— Start —

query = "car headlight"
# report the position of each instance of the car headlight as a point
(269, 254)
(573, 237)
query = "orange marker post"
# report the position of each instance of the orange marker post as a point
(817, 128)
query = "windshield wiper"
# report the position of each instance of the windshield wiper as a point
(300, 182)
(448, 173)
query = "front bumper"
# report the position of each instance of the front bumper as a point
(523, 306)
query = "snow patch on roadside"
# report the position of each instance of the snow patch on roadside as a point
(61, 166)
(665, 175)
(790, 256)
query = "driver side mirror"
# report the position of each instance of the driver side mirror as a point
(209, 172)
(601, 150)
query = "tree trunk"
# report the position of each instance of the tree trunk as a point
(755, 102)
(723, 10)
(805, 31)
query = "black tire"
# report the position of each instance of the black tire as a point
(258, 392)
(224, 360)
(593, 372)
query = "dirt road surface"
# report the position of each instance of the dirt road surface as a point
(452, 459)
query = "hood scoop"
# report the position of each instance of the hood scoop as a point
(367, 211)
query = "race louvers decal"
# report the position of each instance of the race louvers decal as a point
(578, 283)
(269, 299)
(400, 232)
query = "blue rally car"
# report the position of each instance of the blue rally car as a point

— End —

◆ YOUR TASK: Present every line of the items above as a numbered list, omitting any blank lines.

◆ ANSWER FOR THE TASK:
1. query = "car headlight"
2. # report the position of each instance of the car headlight as a point
3. (269, 254)
4. (573, 237)
5. query = "orange marker post"
6. # report the position of each instance of the orange marker post as a point
7. (817, 128)
8. query = "windshield wiper"
9. # report the position of each instance of the windshield wiper as a point
10. (300, 182)
11. (448, 173)
12. query = "front bumper"
13. # report the position of each instance of the front bumper as a point
14. (523, 306)
15. query = "snow patch on roadside"
16. # report the position of each instance of the snow patch on roadside as a point
17. (61, 166)
18. (665, 175)
19. (790, 256)
20. query = "driver side mirror"
21. # report the position of each instance of the driver side mirror as a point
22. (209, 172)
23. (601, 150)
24. query = "tree trunk"
25. # report the position of each instance of the tree trunk as a point
26. (755, 102)
27. (723, 10)
28. (805, 31)
29. query = "black tire"
30. # report the position of each instance of the black tire as a point
31. (258, 392)
32. (224, 360)
33. (593, 372)
34. query = "dirt road surface"
35. # report the position of each instance of the dirt road surface as a point
36. (452, 459)
37. query = "hood scoop"
38. # report the position of each instance of the hood scoop as a point
39. (367, 211)
40. query = "race louvers decal"
41. # report the position of each instance of the race louvers decal as a point
42. (578, 283)
43. (269, 299)
44. (400, 232)
45. query = "blue rally car"
46. # report the position of each instance of the blue rally car as a point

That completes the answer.